What to do. Take the line that contains "Target: car tire" and each line after it in the material below, and transcribe them exactly, stopping at the end.

Data shown.
______

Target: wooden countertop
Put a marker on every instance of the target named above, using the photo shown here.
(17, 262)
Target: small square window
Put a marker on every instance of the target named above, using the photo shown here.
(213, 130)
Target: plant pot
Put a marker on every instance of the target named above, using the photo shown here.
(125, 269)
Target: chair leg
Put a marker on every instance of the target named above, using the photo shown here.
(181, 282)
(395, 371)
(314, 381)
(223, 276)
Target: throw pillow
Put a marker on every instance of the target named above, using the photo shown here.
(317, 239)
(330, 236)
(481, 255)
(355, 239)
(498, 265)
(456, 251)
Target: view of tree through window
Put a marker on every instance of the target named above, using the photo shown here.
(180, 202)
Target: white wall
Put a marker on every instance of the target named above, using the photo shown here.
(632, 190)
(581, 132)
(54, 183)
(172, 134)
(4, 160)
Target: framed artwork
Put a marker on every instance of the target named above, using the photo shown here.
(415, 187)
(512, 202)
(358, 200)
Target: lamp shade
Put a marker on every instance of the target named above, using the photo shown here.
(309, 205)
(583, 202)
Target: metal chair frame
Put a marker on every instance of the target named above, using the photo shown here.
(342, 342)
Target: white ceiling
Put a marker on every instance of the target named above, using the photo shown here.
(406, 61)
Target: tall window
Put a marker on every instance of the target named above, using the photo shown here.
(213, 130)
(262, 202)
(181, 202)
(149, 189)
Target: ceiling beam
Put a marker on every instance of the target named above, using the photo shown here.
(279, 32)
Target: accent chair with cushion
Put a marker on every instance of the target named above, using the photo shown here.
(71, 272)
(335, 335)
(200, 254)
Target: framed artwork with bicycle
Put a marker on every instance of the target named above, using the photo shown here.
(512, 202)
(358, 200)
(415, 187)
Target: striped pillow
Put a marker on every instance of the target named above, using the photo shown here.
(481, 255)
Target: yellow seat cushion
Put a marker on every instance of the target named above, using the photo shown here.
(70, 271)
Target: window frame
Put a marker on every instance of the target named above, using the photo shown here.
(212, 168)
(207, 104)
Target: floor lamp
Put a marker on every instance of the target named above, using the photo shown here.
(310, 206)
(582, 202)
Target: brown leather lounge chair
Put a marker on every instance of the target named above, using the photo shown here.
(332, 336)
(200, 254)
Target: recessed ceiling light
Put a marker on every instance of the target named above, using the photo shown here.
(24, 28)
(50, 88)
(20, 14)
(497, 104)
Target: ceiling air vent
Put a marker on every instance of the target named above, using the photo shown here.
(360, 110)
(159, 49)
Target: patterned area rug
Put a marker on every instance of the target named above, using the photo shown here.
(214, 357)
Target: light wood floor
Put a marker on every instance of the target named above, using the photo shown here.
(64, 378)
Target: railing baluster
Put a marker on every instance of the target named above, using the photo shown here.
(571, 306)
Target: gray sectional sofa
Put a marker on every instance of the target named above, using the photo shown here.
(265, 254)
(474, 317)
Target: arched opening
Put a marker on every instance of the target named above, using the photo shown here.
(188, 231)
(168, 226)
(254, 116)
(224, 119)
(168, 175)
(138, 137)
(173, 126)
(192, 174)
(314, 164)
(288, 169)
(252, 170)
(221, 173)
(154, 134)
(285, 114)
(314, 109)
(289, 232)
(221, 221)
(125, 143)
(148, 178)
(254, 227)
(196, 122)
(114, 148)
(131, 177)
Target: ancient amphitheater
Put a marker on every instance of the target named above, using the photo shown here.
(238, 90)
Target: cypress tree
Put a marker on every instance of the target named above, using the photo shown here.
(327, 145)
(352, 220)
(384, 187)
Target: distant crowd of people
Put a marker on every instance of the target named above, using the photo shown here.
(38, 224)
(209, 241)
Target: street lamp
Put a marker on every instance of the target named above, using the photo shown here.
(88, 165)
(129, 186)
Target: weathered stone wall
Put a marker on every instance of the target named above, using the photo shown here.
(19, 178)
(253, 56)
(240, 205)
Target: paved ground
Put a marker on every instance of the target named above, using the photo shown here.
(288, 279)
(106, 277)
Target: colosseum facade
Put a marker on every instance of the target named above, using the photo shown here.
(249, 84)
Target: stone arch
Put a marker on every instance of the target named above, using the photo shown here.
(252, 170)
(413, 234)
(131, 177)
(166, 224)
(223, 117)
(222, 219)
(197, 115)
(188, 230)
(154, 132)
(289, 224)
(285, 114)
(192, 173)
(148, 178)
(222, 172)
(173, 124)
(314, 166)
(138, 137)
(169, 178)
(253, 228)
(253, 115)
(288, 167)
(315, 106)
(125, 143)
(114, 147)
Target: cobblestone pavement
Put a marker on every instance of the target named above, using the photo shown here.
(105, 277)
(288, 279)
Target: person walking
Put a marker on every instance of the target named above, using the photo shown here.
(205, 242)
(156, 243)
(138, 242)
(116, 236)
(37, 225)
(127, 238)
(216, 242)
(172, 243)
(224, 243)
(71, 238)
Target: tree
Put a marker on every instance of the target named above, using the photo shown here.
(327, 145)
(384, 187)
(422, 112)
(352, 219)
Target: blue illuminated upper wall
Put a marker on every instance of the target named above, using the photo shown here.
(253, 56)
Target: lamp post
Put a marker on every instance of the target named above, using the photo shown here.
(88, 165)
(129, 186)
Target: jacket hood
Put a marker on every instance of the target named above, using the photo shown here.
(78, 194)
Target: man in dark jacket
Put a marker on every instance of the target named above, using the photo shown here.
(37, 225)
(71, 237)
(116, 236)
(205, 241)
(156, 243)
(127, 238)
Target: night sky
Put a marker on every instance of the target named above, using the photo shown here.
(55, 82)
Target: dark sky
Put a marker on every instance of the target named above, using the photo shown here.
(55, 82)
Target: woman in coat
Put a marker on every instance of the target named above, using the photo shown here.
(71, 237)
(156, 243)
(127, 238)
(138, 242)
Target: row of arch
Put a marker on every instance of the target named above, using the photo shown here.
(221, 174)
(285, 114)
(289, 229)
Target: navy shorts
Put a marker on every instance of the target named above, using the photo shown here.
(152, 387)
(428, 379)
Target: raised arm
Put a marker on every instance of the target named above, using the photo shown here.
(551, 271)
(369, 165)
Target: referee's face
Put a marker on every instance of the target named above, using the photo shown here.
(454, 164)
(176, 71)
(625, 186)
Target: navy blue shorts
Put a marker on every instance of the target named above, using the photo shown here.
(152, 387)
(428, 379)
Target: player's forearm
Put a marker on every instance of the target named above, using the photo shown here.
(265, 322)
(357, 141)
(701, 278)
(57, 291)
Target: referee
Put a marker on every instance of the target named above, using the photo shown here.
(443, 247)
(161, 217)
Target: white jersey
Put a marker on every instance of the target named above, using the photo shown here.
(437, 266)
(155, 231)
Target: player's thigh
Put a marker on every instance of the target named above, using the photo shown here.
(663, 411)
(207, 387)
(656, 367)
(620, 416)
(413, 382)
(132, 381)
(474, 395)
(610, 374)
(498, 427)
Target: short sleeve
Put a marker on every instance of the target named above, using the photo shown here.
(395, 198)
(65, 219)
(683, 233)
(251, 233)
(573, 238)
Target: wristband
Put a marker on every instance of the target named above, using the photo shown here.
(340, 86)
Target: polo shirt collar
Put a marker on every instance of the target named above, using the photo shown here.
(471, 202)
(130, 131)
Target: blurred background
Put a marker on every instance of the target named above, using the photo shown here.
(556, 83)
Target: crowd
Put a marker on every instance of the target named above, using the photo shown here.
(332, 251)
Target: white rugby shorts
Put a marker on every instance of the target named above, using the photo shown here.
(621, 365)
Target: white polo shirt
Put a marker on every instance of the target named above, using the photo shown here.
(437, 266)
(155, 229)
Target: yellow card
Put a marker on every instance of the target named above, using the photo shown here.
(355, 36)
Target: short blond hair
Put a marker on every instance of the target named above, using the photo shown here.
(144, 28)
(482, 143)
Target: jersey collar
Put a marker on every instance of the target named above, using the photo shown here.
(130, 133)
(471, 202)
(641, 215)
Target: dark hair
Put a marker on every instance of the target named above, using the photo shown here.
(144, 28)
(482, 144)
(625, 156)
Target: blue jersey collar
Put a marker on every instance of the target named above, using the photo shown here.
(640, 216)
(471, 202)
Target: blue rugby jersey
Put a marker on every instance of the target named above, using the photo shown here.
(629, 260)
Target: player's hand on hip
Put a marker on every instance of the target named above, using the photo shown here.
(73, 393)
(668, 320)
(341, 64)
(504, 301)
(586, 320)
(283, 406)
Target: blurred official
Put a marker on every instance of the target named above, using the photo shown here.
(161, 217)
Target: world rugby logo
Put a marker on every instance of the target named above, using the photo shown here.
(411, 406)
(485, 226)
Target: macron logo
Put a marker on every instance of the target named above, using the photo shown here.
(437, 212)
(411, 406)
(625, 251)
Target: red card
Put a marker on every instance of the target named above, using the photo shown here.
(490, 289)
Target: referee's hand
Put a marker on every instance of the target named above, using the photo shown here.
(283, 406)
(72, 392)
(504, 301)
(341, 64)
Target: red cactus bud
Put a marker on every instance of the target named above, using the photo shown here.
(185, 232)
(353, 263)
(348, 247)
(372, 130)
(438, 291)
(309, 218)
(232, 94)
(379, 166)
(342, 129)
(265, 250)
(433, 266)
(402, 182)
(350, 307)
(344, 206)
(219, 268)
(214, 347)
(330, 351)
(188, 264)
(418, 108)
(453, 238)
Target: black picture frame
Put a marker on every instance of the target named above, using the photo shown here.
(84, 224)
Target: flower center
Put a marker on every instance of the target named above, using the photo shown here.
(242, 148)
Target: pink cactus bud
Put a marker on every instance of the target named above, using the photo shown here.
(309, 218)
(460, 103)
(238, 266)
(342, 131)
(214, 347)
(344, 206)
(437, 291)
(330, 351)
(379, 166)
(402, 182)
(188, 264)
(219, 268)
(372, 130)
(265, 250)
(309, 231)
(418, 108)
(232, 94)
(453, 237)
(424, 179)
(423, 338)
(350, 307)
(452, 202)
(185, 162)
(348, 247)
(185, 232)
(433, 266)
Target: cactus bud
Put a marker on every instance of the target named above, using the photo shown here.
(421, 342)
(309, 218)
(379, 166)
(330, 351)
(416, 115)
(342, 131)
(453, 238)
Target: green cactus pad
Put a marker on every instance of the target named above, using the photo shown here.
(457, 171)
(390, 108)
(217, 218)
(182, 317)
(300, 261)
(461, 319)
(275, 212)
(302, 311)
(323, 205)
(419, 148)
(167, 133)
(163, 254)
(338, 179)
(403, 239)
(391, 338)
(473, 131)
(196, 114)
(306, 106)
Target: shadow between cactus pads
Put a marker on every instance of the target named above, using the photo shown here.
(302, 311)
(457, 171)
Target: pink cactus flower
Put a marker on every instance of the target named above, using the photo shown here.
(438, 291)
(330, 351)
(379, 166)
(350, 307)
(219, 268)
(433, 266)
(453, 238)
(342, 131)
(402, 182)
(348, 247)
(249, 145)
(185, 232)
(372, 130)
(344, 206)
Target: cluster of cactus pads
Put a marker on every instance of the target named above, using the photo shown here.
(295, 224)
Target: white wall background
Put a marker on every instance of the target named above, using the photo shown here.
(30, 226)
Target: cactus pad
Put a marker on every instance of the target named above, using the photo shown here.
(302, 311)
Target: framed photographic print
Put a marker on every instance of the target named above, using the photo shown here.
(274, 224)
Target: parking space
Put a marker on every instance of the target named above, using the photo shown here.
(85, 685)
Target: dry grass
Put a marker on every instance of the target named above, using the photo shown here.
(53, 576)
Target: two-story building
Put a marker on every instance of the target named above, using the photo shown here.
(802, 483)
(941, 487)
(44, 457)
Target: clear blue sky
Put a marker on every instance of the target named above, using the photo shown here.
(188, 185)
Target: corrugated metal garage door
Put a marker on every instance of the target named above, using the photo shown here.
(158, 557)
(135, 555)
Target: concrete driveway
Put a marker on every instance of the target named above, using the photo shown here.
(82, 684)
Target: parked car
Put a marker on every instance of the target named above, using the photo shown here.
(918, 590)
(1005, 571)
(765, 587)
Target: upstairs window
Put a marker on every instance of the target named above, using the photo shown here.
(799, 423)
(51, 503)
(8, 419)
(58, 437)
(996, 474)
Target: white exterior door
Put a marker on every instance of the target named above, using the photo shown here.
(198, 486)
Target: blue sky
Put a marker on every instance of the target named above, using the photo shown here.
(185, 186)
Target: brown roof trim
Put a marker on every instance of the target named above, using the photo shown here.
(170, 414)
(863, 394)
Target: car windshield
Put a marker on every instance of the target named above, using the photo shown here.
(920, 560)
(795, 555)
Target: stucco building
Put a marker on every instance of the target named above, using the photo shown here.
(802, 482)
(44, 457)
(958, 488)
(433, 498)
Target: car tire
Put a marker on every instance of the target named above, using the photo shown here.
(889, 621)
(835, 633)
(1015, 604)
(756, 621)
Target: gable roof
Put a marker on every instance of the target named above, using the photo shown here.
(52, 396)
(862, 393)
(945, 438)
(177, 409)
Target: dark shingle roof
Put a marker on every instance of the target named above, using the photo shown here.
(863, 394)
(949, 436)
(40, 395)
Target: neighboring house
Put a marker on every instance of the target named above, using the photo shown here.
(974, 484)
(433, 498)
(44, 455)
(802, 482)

______

Task result.
Target: car tire
Put a marker on every instance of the target named above, using the photo shown here.
(889, 621)
(835, 633)
(1015, 604)
(756, 621)
Target: gable roof
Put a marker on every instance of the target named above, using the photo shown here.
(52, 396)
(862, 393)
(945, 438)
(177, 409)
Target: dark shingle roof
Put a marker on every instance of the target named above, using the photo shown here.
(863, 394)
(949, 436)
(40, 395)
Target: neighboring house
Put a marker on every instance of the target named above, using the photo shown here.
(974, 484)
(433, 498)
(44, 455)
(802, 482)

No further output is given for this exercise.